**Aim**: Reproduce the records. Keep every word exact and include no images.

Records of labeled points:
>>

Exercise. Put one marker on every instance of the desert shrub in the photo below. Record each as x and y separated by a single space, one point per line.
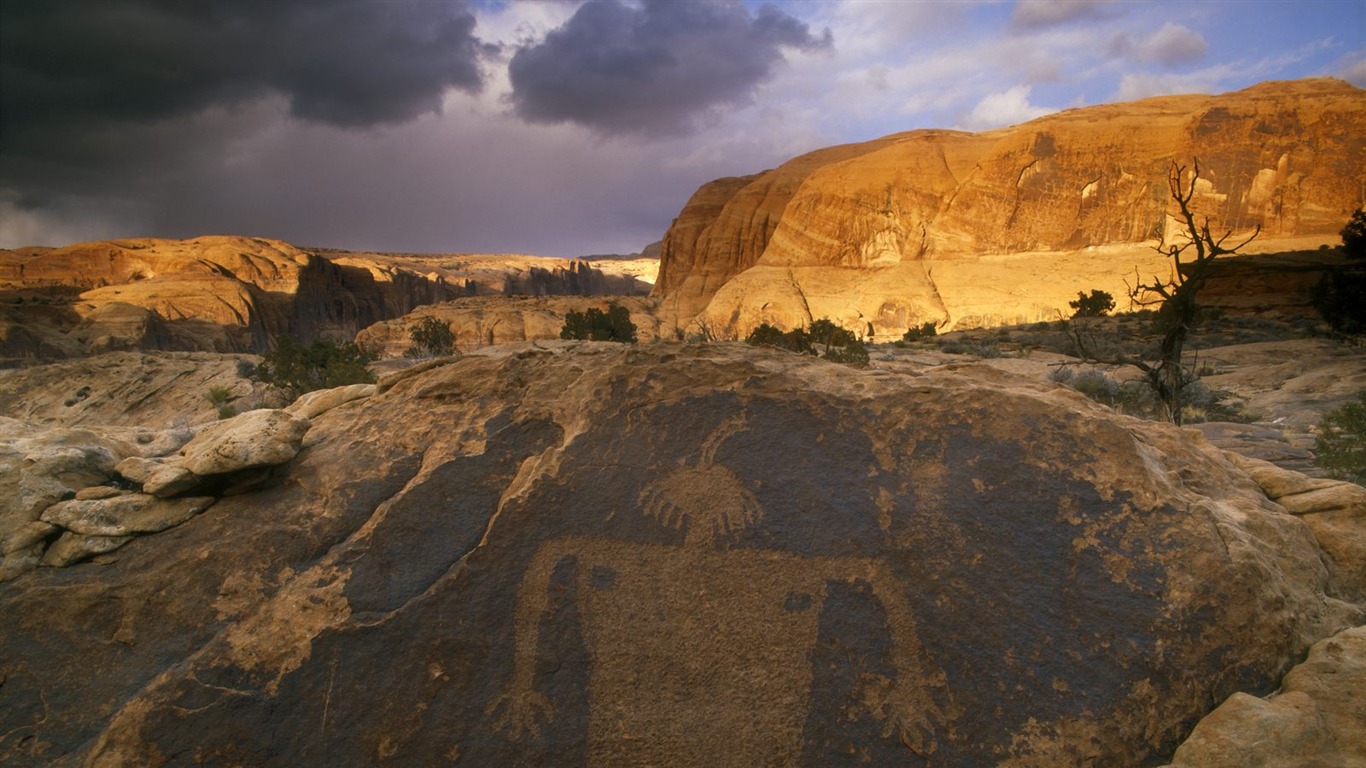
1354 235
430 338
978 347
827 334
597 325
1340 297
797 340
853 353
924 331
1342 440
1098 304
295 368
825 338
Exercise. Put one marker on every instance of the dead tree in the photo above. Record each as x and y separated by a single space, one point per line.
1175 297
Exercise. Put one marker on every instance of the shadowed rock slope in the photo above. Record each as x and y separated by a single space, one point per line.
709 555
1006 226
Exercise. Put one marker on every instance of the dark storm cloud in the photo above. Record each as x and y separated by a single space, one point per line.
652 69
79 71
1033 14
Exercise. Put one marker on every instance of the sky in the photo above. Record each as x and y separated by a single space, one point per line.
556 127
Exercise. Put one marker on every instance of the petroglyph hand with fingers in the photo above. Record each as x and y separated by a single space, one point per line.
521 712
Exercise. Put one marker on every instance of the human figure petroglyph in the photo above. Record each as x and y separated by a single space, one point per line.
685 637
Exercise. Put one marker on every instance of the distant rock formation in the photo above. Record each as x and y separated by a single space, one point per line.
499 320
663 554
215 293
1006 226
235 294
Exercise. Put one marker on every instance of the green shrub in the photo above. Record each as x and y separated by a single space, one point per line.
430 338
321 365
1354 235
1098 304
219 395
925 331
853 353
1340 297
1342 440
797 340
597 325
835 342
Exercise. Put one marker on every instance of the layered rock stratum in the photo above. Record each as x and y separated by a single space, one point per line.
1006 226
237 294
690 555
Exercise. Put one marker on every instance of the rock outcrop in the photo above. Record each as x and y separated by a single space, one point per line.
921 226
215 293
1314 719
686 555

<<

**Answer to this exercise**:
Exercise. Put one marker on every instance of the desert shrub in the photo below. Record each as x and y separated by a single space, one point per line.
1354 235
430 338
978 347
827 334
597 325
1340 297
797 340
853 353
924 331
1342 440
1098 304
295 368
825 338
Exercise. Put one marker on every instance of the dead tree in the photo above. Record each as x and y separated by a single space, one point per line.
1175 297
Exercise. Put one marker on every instance of the shadowed rock slope in the photo above. Record each as x and y separated by a single space, one point per line.
709 555
1006 226
Exercise. Put one marker on every instance of the dark storm cloud in the photo above. Record each as x and y separated by a single space, one point per line.
652 69
79 71
1033 14
Exercise. Put one marker on every instance of the sky in the photo above. Record each as x and y separated by a single space, one point per line.
556 127
Exercise. Put one marker on every instance of the petroglyph hand with fingers in the photo above. Record each as x and y separated by a single space, one point per line.
521 712
Exercise. Put one marker on every instance of the human figure petroglyph in the photo above. Record each as x and y separated by a single space, one point per line.
685 637
Exercise. Put one marker on every instance of the distant rock formation in the photo above. Record each as x and y separated by a single space, one point per line.
499 320
663 554
215 293
1006 226
235 294
Exercise. Put one marker on every instance of the green shrub in the photo above. Record each as x and y separated by a single space, one point per line.
430 338
321 365
1354 235
1098 304
219 395
925 331
853 353
1340 297
1342 440
797 340
597 325
835 342
Exercise. Put one marker on every instance of the layered rock stratum in the photo above. Record each as x and y separated by a single space, one point per line.
1006 226
237 294
690 555
Exercise. Put one marker on every instance of the rock outcrop in the photo above. Record each as x and y separated by a single space, one point per line.
921 226
215 293
1314 719
686 555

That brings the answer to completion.